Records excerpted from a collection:

########

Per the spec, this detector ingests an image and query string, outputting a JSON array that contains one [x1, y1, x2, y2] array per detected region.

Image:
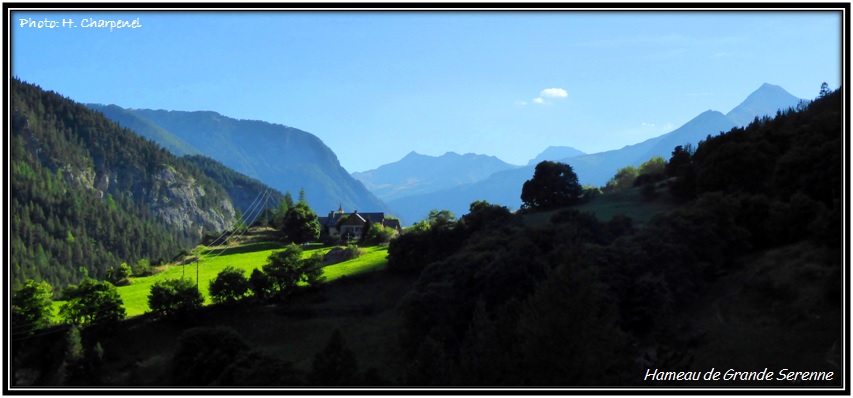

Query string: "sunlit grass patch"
[[322, 246, 389, 281], [111, 243, 387, 318]]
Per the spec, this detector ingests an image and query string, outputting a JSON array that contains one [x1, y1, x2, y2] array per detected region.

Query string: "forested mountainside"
[[10, 78, 238, 289], [7, 85, 841, 388], [383, 88, 841, 386], [83, 104, 202, 157], [89, 105, 392, 218], [181, 155, 286, 218]]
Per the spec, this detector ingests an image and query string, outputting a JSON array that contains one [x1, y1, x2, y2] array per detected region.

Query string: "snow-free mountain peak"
[[527, 146, 586, 166], [384, 83, 804, 223], [726, 83, 802, 126], [351, 151, 518, 202]]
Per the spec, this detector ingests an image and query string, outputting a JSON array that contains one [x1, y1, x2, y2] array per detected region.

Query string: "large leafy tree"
[[249, 268, 272, 300], [281, 202, 321, 244], [666, 144, 696, 201], [59, 278, 126, 327], [638, 155, 666, 176], [460, 200, 512, 233], [11, 279, 54, 335], [209, 266, 250, 304], [520, 161, 583, 211], [605, 166, 638, 192], [263, 244, 325, 297], [427, 209, 456, 228], [263, 245, 303, 294], [148, 278, 204, 319]]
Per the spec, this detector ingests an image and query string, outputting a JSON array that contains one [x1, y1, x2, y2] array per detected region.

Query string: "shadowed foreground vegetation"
[[11, 89, 843, 390]]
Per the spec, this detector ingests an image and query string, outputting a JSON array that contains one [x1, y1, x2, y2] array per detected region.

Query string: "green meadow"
[[54, 241, 390, 319]]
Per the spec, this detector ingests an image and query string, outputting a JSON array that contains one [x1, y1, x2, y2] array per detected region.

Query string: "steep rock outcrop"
[[148, 165, 236, 234]]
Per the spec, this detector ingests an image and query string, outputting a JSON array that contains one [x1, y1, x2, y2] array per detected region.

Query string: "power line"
[[202, 187, 268, 249], [202, 189, 273, 261]]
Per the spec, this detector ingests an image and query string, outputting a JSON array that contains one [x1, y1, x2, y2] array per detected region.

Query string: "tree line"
[[382, 86, 842, 385], [10, 78, 226, 289], [10, 83, 841, 387], [10, 78, 294, 292]]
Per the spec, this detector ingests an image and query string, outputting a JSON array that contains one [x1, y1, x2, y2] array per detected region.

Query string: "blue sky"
[[11, 8, 843, 173]]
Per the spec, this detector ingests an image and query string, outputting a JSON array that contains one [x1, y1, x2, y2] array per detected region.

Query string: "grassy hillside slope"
[[520, 182, 681, 228], [85, 262, 414, 385], [52, 229, 390, 318]]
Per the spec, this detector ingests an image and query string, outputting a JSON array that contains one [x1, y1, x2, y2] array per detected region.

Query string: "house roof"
[[341, 213, 367, 226], [359, 213, 385, 222], [383, 219, 401, 229], [321, 210, 386, 230]]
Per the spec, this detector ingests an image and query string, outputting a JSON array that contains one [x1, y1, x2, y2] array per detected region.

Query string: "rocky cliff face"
[[10, 78, 239, 289], [147, 165, 236, 234], [59, 162, 237, 235], [91, 106, 393, 217], [14, 105, 237, 237]]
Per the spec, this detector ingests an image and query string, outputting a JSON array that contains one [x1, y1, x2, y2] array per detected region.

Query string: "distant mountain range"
[[352, 151, 520, 202], [89, 83, 803, 225], [526, 146, 586, 165], [381, 83, 804, 223], [352, 146, 587, 206], [88, 105, 392, 219]]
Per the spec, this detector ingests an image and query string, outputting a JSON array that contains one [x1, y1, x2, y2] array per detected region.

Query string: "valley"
[[9, 79, 843, 390], [9, 6, 844, 392], [355, 83, 804, 223]]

########

Only the records, copied exactly and free of pictures, belong in the answer.

Per the spec, this detector ingests an image and query string, outputting a JSON array that contains one [x1, y1, x2, y2] array per detected region.

Image:

Query string: "sunlit grass patch"
[[322, 246, 389, 281], [111, 243, 387, 318]]
Per the spec, this detector ingests an image and query string, outputting a JSON array that contains one [x1, y1, x2, y2] array per detected region.

Query string: "forested mountainside"
[[10, 78, 238, 289], [7, 85, 841, 388], [383, 88, 841, 386], [83, 104, 202, 157], [89, 105, 392, 218], [181, 155, 286, 218]]
Per the spec, this detector ingests an image and query string, outputting a JSON array that contains one [x1, y1, x2, y2] array per detected region.

Query string: "snow-free mountain peak"
[[527, 146, 586, 166], [384, 83, 804, 223], [726, 83, 802, 126], [351, 151, 518, 202]]
Per the spec, this detector ingests an image and query string, outputting a JSON array that contains one [x1, y1, x2, y2] array per detected region.

Query string: "large leafy tree"
[[249, 268, 272, 300], [281, 202, 321, 244], [666, 144, 696, 201], [59, 278, 126, 327], [638, 155, 666, 176], [460, 200, 512, 233], [11, 279, 54, 335], [209, 266, 250, 304], [520, 161, 583, 211], [605, 166, 638, 192], [263, 244, 325, 297], [427, 209, 456, 228], [263, 245, 303, 294], [148, 278, 204, 319]]
Per the spec, this detector ingests an image and query string, outputting a JSON array that contains one [x1, y1, x2, y2] array per detected region.

Query string: "shadowed foreground vegetation"
[[11, 89, 843, 390]]
Per the spec, this detector ingests an image and query string, outputting a JSON array that contains one [x1, y1, x2, y2] array per detected region.

Query string: "green meadow"
[[54, 241, 390, 319]]
Per the spec, this detector ingests an image and query string, outputting a JSON array that contains one [x1, y1, x2, y2] array per detected region.

Query string: "steep rock outcrop"
[[148, 165, 236, 234]]
Per the spec, this detector ingests an image and query string, outputting a JSON array that contains one [x1, y1, x2, y2] array per detected region.

Query string: "power line"
[[202, 187, 268, 249], [202, 189, 273, 261]]
Per the spec, this detector ingests an image and query string, outputting a JSON array that contains one [x1, y1, x2, y2] array per detected region.

Query string: "tree line"
[[382, 86, 842, 385], [10, 78, 226, 289], [10, 83, 841, 387], [10, 78, 294, 292]]
Per the spec, this detector ingests an image and query string, outputting a JSON array that contains one [x1, y1, x2, y2] array per detected region.

Query string: "blue sky"
[[11, 8, 843, 173]]
Per the spec, this detector ingests an image and query string, outputting a JSON array that contains one [x1, y1, x2, y2] array per detected region.

Query string: "grassy hillside slope"
[[520, 182, 681, 228], [85, 262, 414, 385], [52, 229, 390, 318]]
Per the spec, this detector ingests an image and query string, outputting a JSON array that contains one [x1, y1, x2, y2] array per detected region.

Query string: "house roof"
[[341, 213, 367, 226], [359, 213, 385, 222], [383, 219, 401, 229], [321, 210, 386, 230]]
Per the spec, this detector ingests an image and query string, outputting a JSON array that contains one [x1, y1, x2, y2] array per detected region.

Query string: "rocky cliff face"
[[10, 78, 239, 289], [147, 165, 236, 234], [59, 162, 237, 235], [91, 106, 393, 217], [14, 105, 237, 237]]
Per the spec, this detector ingests an image and query string, outputting a JSON array that contains one [x1, y1, x2, y2] array per detected region.

Query string: "distant mountain range"
[[352, 151, 520, 202], [89, 83, 803, 225], [526, 146, 586, 165], [381, 83, 804, 223], [352, 146, 587, 206], [88, 105, 392, 219]]
Per the spec, this detector ingests an image and query string, outputting a JSON array that contains one [x1, y1, x2, y2] array per detected region.

Query string: "valley"
[[9, 79, 843, 390], [9, 6, 844, 392], [355, 83, 804, 223]]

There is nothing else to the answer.